## Goal:
With the line containing "like (448, 756)?" as the first line and the last line of the records as the final one, reproduce that range exactly.

## Given entries:
════════════════
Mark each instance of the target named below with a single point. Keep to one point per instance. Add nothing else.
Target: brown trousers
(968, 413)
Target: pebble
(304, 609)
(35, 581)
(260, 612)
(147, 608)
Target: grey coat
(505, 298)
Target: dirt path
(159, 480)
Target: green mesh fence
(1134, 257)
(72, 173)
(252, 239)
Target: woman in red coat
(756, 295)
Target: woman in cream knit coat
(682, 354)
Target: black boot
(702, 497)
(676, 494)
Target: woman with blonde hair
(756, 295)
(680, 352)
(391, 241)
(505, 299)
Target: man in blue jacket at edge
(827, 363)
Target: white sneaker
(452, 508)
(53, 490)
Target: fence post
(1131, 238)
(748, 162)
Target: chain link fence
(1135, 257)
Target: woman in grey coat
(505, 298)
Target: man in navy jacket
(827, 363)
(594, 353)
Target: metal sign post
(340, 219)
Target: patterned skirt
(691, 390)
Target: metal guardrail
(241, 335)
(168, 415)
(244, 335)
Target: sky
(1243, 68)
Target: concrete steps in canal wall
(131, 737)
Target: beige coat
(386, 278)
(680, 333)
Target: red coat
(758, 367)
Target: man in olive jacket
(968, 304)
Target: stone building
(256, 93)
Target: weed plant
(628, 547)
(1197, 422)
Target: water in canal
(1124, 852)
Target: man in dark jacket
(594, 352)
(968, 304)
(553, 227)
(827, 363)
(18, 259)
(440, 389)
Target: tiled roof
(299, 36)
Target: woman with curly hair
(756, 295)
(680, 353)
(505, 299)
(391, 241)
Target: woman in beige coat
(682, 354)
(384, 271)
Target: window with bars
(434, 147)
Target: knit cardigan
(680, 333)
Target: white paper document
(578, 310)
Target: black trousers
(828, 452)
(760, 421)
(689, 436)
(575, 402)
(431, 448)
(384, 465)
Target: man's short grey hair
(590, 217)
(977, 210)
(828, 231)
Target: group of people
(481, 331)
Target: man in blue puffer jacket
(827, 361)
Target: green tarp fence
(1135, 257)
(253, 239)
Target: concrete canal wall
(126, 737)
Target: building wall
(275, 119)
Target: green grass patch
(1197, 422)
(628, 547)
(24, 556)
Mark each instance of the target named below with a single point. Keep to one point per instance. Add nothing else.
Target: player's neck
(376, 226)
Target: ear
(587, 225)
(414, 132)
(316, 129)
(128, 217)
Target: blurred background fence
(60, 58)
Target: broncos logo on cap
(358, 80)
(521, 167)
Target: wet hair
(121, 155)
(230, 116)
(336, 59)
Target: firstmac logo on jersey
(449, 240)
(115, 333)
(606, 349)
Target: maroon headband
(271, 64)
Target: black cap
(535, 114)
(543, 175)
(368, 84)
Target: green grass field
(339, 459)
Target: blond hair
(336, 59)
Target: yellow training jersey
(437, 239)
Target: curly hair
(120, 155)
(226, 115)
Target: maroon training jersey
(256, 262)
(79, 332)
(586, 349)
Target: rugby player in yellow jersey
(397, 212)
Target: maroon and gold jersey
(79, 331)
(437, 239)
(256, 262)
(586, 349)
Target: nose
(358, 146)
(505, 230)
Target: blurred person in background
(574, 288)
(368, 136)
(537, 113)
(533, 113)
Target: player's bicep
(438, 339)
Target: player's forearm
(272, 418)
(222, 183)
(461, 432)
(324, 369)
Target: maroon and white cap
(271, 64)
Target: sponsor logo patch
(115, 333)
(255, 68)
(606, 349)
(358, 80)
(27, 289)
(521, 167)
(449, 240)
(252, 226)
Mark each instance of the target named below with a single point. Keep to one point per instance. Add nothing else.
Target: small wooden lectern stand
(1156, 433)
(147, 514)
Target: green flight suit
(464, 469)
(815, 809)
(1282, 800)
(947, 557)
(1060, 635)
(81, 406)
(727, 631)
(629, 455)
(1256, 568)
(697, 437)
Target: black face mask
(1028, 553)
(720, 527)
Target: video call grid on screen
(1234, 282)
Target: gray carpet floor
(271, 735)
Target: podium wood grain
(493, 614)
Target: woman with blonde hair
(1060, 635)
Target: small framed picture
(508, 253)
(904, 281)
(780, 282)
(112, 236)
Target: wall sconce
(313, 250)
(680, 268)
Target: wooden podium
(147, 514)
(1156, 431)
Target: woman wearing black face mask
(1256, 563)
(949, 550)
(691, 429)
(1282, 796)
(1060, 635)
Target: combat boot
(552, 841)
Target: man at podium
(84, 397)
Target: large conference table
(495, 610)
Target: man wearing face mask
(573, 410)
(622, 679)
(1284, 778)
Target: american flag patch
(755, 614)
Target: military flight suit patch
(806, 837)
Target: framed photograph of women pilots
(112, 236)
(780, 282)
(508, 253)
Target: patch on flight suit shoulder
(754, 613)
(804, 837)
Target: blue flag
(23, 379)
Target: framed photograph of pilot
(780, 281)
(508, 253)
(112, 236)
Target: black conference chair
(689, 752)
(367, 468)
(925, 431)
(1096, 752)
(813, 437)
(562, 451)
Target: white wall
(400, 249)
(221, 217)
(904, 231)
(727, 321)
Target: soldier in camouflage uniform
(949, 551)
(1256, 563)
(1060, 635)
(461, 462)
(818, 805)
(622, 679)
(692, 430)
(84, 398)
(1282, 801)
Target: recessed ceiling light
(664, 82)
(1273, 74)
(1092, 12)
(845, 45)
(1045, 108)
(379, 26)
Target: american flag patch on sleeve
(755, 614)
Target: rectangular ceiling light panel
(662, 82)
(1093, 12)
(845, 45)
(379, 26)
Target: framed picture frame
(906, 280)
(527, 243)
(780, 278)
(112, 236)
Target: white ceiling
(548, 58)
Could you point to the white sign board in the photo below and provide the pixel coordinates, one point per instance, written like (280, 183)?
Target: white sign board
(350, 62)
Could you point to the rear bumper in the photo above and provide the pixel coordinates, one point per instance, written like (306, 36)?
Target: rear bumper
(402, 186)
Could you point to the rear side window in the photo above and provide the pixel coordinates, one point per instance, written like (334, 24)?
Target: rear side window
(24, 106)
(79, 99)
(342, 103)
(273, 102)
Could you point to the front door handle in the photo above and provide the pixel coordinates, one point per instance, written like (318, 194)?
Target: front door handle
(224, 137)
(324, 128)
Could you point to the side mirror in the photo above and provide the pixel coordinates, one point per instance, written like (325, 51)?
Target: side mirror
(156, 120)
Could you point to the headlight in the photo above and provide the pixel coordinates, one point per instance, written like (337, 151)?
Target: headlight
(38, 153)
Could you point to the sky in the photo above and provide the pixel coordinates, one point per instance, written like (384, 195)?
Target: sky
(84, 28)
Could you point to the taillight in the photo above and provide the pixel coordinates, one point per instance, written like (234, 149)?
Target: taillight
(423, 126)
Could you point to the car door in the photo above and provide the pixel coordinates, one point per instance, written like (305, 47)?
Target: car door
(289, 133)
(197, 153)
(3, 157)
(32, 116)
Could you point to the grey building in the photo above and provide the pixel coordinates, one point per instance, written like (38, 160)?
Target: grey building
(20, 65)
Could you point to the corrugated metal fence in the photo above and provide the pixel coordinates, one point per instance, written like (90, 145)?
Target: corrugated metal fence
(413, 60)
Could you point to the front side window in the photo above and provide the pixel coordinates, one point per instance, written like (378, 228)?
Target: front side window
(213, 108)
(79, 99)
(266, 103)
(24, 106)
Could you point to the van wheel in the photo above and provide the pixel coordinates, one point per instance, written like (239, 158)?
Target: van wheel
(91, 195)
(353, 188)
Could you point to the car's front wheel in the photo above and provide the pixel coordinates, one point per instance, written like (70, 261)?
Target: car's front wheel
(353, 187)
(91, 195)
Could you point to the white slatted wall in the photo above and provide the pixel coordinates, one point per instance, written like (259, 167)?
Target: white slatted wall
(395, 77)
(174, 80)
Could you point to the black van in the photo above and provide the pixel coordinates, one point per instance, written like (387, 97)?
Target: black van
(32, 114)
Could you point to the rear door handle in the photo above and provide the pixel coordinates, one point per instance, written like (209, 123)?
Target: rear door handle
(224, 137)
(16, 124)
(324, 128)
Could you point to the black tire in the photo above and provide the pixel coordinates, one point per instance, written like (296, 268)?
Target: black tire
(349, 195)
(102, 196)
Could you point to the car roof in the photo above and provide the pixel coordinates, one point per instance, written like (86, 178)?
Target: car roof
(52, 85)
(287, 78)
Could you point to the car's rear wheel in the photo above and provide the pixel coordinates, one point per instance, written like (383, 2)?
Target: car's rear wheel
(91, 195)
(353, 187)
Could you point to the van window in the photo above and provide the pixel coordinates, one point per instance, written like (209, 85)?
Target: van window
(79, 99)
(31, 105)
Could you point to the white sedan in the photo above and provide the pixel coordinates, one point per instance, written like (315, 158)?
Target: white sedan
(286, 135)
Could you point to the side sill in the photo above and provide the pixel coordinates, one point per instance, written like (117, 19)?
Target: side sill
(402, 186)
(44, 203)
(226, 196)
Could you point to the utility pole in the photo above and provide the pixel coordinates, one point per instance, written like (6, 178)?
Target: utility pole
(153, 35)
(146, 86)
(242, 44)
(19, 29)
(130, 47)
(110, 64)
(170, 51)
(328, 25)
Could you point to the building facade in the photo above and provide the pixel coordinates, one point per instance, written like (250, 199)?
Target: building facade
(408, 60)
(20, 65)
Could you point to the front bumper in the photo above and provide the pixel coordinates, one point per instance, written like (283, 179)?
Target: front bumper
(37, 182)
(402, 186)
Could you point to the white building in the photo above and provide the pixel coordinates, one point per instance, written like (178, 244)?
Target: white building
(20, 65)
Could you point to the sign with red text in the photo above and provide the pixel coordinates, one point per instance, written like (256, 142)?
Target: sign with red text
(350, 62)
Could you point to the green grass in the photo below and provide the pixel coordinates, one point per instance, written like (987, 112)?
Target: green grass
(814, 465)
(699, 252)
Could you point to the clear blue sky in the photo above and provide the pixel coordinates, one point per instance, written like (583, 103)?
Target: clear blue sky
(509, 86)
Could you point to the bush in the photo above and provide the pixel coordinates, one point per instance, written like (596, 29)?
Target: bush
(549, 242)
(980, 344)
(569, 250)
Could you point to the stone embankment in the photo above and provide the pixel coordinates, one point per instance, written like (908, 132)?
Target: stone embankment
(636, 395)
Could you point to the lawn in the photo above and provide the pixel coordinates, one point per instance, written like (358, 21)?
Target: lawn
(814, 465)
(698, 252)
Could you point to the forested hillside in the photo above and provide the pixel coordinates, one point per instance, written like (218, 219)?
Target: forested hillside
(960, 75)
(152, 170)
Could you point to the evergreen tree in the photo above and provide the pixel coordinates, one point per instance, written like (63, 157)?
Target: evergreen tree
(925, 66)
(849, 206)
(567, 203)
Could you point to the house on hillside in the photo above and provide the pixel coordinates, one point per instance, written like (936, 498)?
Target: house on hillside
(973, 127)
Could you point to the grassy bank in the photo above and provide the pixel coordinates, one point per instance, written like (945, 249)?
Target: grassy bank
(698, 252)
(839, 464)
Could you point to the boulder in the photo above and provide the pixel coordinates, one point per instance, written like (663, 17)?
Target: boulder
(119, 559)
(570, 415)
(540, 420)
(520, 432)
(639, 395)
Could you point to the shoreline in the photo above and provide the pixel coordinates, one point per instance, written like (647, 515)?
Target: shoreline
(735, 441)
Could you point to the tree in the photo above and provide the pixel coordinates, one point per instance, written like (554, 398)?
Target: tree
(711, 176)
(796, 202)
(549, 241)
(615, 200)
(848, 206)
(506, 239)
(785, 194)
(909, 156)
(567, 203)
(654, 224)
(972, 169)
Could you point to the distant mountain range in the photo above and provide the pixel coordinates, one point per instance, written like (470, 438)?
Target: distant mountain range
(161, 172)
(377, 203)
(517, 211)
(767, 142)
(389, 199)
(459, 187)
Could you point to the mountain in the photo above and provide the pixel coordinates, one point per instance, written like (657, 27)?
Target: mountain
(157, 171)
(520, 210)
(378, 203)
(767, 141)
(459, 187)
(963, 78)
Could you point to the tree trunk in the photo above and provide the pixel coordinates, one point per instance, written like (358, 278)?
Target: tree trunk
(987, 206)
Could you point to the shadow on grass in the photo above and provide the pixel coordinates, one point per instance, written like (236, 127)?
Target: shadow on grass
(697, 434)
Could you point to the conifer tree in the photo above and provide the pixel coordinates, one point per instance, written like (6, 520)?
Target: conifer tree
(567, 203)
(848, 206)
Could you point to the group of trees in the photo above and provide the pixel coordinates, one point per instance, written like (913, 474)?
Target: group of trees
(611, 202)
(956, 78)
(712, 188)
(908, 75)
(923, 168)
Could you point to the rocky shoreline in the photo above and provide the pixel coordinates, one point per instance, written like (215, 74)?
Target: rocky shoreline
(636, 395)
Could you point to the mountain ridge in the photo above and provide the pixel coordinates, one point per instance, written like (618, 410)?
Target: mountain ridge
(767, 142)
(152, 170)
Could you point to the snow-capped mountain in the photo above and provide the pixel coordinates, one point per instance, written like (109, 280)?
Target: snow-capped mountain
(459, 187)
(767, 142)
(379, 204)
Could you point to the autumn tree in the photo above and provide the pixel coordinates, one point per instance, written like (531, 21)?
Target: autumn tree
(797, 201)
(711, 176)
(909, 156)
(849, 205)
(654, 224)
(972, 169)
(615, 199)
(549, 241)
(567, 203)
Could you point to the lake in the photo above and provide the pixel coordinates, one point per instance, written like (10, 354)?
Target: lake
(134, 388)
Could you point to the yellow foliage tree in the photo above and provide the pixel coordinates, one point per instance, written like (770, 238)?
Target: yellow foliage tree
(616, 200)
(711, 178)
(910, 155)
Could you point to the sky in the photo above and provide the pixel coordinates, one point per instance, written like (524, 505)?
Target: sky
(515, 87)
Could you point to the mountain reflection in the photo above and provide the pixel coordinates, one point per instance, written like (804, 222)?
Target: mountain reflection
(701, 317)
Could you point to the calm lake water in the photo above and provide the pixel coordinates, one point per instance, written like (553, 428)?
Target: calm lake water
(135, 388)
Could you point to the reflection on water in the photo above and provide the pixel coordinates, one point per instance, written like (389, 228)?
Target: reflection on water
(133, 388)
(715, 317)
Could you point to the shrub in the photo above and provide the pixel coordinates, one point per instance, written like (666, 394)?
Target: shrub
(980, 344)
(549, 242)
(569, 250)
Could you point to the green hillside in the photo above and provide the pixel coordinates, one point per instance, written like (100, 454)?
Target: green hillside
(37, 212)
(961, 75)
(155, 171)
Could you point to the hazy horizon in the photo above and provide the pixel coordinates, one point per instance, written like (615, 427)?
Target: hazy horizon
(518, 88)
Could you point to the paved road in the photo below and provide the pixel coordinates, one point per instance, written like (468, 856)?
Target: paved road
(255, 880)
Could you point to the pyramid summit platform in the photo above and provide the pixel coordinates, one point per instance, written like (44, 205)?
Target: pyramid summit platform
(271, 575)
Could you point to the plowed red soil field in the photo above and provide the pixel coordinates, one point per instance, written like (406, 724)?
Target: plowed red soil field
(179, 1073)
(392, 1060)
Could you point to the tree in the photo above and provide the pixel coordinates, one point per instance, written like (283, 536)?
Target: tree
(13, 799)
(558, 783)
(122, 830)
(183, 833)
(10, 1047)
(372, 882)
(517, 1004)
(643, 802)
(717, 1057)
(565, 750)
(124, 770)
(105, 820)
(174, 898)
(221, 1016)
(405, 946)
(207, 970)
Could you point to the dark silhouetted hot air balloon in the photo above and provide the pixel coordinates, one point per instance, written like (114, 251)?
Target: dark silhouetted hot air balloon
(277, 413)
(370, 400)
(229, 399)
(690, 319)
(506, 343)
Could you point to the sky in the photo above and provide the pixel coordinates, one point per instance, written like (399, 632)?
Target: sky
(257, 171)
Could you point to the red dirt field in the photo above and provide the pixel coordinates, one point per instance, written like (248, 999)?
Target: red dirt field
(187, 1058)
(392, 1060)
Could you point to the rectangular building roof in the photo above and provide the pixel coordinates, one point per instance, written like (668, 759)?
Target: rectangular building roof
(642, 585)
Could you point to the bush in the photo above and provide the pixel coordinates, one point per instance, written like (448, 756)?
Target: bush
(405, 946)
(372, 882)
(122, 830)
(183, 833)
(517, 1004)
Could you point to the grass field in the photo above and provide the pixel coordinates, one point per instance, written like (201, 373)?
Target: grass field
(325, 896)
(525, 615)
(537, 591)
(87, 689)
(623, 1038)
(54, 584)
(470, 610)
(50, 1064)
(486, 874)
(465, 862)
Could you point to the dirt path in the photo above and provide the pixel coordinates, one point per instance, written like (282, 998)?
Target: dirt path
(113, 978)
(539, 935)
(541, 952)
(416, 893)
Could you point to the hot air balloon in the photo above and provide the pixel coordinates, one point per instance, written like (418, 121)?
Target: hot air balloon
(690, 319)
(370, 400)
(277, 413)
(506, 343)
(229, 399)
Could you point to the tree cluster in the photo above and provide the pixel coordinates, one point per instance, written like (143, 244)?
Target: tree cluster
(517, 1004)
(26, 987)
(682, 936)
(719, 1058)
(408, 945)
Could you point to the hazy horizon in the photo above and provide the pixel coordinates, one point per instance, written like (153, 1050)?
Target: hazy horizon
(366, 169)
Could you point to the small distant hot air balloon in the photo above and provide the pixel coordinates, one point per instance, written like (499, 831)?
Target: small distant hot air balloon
════════════════
## Reply to the exercise:
Could you point to the bush in the photo above and provide the pixel coordinates, one point per instance, written like (448, 756)?
Target: bush
(405, 946)
(372, 882)
(122, 830)
(183, 833)
(517, 1004)
Could you point to the grass field in the photo above and provide the pixel coordinates, one point per instance, written like (201, 373)?
Target: grass field
(325, 896)
(525, 615)
(537, 591)
(87, 689)
(623, 1038)
(54, 584)
(470, 610)
(50, 1064)
(486, 874)
(465, 862)
Could you point to the dirt path in the photo above and provide the pixel coordinates, one point per instance, written like (282, 998)?
Target: dirt path
(113, 978)
(539, 935)
(541, 952)
(416, 893)
Could you point to the hot air balloon in the photo above and provide the pixel coordinates, one point per instance, written like (418, 121)?
Target: hot air balloon
(690, 319)
(370, 400)
(277, 413)
(506, 343)
(229, 399)
Could you point to the tree cluster in the photo above and provide the pixel coordinates, one point per instance, written like (143, 244)?
Target: tree cluster
(517, 1004)
(26, 987)
(682, 936)
(719, 1058)
(408, 945)
Could you point to the hazy horizon in the photo above and provide the pixel coordinates, one point per instance, written like (153, 1050)?
Target: hazy horizon
(366, 169)
Could you point to the small distant hot air balloon in the photo above and provide the pixel coordinates, one point per instance, written like (499, 831)?
Target: small distant hot air balloon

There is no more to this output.